[start]

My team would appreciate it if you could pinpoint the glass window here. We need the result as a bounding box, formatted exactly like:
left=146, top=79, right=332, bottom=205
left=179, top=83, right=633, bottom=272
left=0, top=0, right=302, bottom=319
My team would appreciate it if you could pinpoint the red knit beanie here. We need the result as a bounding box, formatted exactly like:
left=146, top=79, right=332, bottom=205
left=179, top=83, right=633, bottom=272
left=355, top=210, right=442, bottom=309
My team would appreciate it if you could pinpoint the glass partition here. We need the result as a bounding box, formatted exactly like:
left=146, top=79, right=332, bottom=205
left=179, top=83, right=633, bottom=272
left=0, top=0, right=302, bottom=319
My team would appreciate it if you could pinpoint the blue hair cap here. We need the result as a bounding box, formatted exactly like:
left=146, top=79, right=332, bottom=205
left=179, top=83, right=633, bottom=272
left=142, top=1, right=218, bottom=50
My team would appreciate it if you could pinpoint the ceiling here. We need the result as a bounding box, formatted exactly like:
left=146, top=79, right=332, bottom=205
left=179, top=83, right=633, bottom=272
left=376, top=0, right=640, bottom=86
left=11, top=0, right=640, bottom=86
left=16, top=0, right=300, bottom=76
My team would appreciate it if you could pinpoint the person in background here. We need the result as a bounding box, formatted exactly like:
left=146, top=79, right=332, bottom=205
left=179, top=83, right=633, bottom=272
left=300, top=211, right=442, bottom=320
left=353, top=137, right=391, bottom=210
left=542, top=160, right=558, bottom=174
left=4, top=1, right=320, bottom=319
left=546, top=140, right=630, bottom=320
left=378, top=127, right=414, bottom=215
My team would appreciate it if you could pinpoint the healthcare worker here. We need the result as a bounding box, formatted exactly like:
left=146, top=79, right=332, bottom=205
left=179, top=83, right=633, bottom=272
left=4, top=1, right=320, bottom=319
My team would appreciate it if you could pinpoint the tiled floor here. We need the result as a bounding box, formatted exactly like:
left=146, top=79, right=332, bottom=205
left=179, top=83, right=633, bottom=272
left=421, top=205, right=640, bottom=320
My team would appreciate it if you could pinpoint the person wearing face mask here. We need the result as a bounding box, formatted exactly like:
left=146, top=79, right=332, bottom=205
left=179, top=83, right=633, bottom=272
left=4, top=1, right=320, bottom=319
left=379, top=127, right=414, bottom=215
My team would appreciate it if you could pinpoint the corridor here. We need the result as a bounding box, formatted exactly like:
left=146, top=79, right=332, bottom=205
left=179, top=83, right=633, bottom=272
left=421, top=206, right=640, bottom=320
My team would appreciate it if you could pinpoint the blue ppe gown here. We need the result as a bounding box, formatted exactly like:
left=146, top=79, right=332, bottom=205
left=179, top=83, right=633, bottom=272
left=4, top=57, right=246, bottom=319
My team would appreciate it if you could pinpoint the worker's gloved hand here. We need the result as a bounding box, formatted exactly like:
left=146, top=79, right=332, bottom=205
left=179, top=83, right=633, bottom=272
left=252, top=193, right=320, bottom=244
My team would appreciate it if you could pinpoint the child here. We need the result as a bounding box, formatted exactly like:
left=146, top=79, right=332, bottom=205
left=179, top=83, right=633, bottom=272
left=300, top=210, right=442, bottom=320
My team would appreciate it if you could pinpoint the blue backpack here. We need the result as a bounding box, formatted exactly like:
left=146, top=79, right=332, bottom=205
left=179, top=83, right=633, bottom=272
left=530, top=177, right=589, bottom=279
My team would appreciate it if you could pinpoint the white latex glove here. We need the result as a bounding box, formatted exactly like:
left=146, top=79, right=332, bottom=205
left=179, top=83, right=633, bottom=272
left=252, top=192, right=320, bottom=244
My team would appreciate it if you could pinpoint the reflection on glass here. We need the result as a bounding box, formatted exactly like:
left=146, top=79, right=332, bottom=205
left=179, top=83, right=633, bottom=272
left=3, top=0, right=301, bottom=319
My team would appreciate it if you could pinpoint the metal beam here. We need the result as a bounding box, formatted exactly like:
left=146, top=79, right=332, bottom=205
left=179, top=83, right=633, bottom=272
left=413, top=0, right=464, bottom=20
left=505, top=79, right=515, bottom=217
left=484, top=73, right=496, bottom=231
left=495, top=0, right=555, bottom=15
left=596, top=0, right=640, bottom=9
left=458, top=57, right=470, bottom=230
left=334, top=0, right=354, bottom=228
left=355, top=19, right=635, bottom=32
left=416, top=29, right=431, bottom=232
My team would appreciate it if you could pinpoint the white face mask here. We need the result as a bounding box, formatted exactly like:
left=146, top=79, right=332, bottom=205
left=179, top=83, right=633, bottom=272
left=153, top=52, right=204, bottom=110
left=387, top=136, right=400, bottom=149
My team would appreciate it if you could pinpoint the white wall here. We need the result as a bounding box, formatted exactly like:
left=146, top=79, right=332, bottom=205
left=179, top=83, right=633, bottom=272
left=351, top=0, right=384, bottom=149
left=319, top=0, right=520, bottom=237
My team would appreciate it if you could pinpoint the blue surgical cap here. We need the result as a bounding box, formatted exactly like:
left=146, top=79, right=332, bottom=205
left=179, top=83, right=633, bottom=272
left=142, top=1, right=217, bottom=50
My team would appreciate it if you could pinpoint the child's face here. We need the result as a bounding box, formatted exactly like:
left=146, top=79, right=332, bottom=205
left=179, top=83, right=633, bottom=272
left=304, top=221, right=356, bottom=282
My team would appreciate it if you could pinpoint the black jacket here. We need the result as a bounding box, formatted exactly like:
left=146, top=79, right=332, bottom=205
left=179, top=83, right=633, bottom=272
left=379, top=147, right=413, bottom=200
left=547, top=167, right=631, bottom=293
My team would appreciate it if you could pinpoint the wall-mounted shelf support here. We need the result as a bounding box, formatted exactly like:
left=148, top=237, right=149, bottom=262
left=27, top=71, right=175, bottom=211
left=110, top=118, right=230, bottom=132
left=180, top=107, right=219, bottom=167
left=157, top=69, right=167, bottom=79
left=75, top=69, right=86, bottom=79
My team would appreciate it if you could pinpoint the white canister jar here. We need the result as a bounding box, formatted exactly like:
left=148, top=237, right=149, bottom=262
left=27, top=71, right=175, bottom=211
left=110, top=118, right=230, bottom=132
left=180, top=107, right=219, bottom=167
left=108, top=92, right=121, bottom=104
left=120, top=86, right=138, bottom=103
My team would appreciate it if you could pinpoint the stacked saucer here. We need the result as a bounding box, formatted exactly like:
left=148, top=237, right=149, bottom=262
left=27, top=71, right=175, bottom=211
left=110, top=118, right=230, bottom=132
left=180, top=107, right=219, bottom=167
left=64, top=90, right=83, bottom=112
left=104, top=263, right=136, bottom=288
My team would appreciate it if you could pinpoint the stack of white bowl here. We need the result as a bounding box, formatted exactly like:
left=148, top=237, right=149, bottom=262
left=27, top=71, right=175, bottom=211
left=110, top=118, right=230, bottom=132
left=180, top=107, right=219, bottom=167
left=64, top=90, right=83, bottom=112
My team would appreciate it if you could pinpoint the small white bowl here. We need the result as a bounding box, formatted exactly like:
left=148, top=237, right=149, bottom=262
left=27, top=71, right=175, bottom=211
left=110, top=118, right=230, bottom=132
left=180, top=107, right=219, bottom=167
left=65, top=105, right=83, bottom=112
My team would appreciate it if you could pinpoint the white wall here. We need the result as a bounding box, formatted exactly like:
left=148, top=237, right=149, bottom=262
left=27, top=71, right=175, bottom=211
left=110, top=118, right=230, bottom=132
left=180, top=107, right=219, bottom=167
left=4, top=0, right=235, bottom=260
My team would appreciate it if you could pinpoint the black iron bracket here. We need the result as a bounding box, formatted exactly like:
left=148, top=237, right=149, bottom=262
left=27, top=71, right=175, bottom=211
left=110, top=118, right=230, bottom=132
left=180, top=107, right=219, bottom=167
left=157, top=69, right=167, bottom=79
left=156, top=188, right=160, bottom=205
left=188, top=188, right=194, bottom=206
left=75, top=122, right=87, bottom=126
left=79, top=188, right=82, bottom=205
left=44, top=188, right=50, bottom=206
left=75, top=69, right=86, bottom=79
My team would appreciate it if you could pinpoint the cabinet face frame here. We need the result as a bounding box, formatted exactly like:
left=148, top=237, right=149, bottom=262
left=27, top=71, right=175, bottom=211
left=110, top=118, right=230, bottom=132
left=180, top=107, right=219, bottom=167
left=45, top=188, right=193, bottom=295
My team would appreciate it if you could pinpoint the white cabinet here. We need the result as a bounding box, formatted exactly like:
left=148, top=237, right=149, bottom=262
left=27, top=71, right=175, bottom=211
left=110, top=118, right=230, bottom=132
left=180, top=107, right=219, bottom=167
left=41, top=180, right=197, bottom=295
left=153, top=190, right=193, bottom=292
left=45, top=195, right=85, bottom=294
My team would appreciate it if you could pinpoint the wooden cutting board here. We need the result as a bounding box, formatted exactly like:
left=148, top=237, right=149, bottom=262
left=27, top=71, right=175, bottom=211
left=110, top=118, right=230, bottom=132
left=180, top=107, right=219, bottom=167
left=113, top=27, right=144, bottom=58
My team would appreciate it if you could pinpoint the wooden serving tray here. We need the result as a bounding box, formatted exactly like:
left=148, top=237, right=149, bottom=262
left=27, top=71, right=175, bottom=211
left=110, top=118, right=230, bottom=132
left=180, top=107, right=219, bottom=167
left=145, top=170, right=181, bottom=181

[end]

Please turn the data starting at the line containing "My team would appreciate it if you could pinpoint the corridor" and ending at the line containing "left=421, top=206, right=640, bottom=320" into a numbered list, leaving out any blank lines.

1. My team would appreciate it if you could pinpoint the corridor here. We need the result as a bounding box, formatted exactly like:
2. left=146, top=79, right=332, bottom=205
3. left=179, top=83, right=633, bottom=272
4. left=421, top=206, right=640, bottom=320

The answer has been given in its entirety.